[Text excerpt — start]
International research on resilience has increased substantially over the past two decades [1
], following dissatisfaction with 'deficit' models of illness and psychopathology [2
]. Resilience is now also receiving increasing interest from policy and practice [3
] in relation to its potential influence on health, well-being and quality of life and how people respond to the various challenges of the ageing process. Major international funders, such as the Medical Research Council and the Economic and Social Research Council in the UK [5
] have identified resilience as an important factor for lifelong health and well-being.
Resilience could be the key to explaining resistance to risk across the lifespan and how people 'bounce back' and deal with various challenges presented from childhood to older age, such as ill-health. Evaluation of interventions and policies designed to promote resilience require reliable and valid measures. However the complexity of defining the construct of resilience has been widely recognised [6
] which has created considerable challenges when developing an operational definition of resilience.
Different approaches to measuring resilience across studies have lead to inconsistencies relating to the nature of potential risk factors and protective processes, and in estimates of prevalence ([1
]. Vanderbilt-Adriance and Shaw's review [9
] notes that the proportions found to be resilient varied from 25% to 84%. This creates difficulties in comparing prevalence across studies, even if study populations experience similar adversities. This diversity also raises questions about the extent to which resilience researchers are measuring resilience, or an entirely different experience.
[Text excerpt — finish]
[Input data — start]
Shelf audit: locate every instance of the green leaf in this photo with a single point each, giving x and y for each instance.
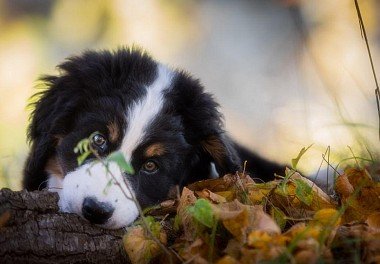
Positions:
(118, 157)
(279, 216)
(81, 158)
(153, 225)
(203, 212)
(303, 191)
(296, 160)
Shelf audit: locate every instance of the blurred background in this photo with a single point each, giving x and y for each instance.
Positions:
(287, 73)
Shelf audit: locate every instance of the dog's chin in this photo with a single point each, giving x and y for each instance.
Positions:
(94, 182)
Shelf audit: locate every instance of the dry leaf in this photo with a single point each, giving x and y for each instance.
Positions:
(373, 221)
(140, 247)
(240, 219)
(212, 197)
(328, 217)
(227, 260)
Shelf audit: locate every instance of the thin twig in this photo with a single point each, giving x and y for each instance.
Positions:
(364, 35)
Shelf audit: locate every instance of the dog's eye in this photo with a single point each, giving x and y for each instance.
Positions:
(150, 166)
(99, 141)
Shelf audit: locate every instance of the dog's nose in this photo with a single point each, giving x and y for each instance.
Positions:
(96, 212)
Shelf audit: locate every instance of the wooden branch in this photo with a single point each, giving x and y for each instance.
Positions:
(32, 230)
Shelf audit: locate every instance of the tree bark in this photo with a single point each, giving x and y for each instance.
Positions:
(32, 230)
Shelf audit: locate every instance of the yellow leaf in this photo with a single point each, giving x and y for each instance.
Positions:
(141, 248)
(259, 239)
(227, 260)
(374, 221)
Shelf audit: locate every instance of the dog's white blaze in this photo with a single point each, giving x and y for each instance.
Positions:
(94, 180)
(143, 112)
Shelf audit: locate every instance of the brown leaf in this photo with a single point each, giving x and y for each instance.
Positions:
(227, 260)
(328, 217)
(373, 221)
(240, 219)
(306, 257)
(213, 197)
(197, 252)
(140, 247)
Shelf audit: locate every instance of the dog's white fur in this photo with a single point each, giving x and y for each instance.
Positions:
(93, 180)
(106, 185)
(143, 112)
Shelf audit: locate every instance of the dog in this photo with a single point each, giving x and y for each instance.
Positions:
(167, 127)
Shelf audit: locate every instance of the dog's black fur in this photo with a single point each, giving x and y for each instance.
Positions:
(97, 89)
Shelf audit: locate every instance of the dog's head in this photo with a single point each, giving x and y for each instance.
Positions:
(161, 120)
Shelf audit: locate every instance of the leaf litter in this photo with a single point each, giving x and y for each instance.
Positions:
(233, 219)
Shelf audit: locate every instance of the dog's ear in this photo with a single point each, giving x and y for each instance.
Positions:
(47, 125)
(204, 124)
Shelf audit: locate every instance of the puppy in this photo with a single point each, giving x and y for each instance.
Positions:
(163, 122)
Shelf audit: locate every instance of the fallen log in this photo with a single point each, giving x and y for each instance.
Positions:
(32, 230)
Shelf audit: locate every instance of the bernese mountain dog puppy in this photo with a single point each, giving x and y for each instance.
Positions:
(163, 122)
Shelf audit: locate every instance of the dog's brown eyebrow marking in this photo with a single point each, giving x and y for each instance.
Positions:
(113, 130)
(156, 149)
(215, 148)
(53, 167)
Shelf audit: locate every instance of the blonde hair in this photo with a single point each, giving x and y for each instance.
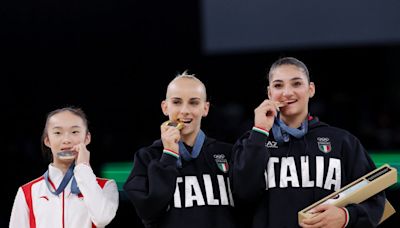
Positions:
(186, 75)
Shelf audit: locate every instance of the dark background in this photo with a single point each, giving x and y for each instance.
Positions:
(115, 58)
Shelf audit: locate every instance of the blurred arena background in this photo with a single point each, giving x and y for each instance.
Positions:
(115, 58)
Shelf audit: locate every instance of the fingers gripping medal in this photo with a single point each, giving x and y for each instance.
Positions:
(178, 124)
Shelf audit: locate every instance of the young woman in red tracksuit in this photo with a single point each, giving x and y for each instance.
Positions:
(290, 159)
(68, 194)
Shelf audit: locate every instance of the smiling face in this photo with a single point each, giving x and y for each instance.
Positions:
(186, 101)
(290, 85)
(63, 131)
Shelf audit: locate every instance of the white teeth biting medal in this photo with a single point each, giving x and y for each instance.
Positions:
(66, 155)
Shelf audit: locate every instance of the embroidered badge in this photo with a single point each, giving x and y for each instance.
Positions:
(271, 144)
(222, 163)
(324, 145)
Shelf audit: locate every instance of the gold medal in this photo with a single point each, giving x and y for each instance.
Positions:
(179, 125)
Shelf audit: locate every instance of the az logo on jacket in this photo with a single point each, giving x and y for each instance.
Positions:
(324, 145)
[Input data — finish]
* **What needs to be done**
According to the text on resilience research, what range of proportions found to be resilient does Vanderbilt-Adriance and Shaw's review note?

* **Your solution**
The proportions found to be resilient varied from 25% to 84%.